**Exercise requirements:**
For the data below, give the number of lines that include the word "black" and nothing else.

(Saved entries)
************
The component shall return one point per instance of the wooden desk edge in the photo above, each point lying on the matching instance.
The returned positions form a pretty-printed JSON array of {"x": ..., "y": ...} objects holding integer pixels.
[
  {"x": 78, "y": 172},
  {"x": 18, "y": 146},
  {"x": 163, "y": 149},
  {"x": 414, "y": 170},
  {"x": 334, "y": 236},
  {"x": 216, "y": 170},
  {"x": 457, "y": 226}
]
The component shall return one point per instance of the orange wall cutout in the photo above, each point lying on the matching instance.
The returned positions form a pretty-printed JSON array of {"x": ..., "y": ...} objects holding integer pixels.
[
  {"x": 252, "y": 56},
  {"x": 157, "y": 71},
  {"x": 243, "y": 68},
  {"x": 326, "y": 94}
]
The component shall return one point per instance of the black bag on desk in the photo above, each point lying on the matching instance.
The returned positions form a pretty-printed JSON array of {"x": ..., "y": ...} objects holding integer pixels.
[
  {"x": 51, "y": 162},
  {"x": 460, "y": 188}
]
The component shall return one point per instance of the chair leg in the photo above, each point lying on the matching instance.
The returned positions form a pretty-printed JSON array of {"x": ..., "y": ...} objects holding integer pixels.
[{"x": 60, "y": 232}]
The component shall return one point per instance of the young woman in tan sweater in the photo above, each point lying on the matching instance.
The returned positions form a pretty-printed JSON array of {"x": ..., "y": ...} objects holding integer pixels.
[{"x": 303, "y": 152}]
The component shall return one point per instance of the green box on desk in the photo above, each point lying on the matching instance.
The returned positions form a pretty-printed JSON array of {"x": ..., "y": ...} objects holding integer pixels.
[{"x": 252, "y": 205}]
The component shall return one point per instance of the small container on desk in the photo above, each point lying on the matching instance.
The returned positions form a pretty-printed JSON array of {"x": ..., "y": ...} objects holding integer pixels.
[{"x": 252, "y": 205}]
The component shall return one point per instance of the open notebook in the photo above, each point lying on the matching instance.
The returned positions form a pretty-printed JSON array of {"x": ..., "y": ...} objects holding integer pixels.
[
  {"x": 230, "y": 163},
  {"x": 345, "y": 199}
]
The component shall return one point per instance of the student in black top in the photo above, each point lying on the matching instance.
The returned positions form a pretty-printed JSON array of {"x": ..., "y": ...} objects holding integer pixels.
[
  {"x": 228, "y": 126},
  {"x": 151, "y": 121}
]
************
**Answer for this exercise:**
2